◆ YOUR INSTRUCTIONS: Can you convert the records below into a two-column CSV with the columns "prompt" and "reply", one row per record, putting each record's text and its answer in a single quoted field with line breaks replaced by spaces and the pictures left out?

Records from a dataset
##########

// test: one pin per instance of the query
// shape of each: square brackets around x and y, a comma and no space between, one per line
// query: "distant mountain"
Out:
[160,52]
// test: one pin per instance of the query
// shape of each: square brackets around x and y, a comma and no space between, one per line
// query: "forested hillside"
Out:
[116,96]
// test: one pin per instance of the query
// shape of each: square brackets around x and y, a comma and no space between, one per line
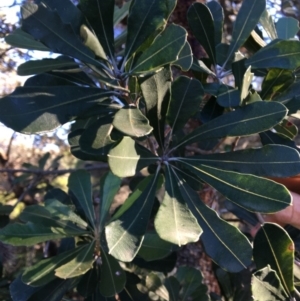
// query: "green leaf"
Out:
[128,157]
[270,160]
[43,271]
[154,248]
[275,82]
[246,20]
[79,265]
[146,19]
[191,281]
[96,139]
[31,234]
[79,184]
[274,247]
[46,26]
[156,94]
[286,129]
[132,122]
[266,285]
[218,17]
[287,28]
[163,51]
[253,118]
[38,109]
[186,96]
[174,221]
[222,242]
[113,277]
[125,235]
[280,54]
[248,191]
[202,25]
[267,22]
[100,17]
[21,39]
[110,184]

##########

◆ ANSWER:
prompt,reply
"// test: one pin per instance of the query // shape of each: square brackets around x and y, a comma and no space between, one per line // query: ""distant mountain"" Out:","[160,52]"
"// test: one pin per instance of the query // shape of each: square brackets around x and y, a comma and no space between, one per line // query: ""forested hillside"" Out:","[116,96]"
"// test: one pin per instance of the query // shape of each: square brackets around x and y, a comma and no space between, one per line // query: ""green leaf"" Out:","[128,157] [270,160] [43,271] [154,248] [275,82] [246,20] [79,265] [146,19] [191,281] [96,139] [31,234] [79,184] [274,247] [46,26] [156,94] [286,129] [132,122] [266,285] [218,17] [287,28] [163,51] [253,118] [38,109] [186,96] [174,221] [222,242] [113,277] [125,235] [280,54] [248,191] [202,25] [267,22] [100,17] [21,39] [110,184]"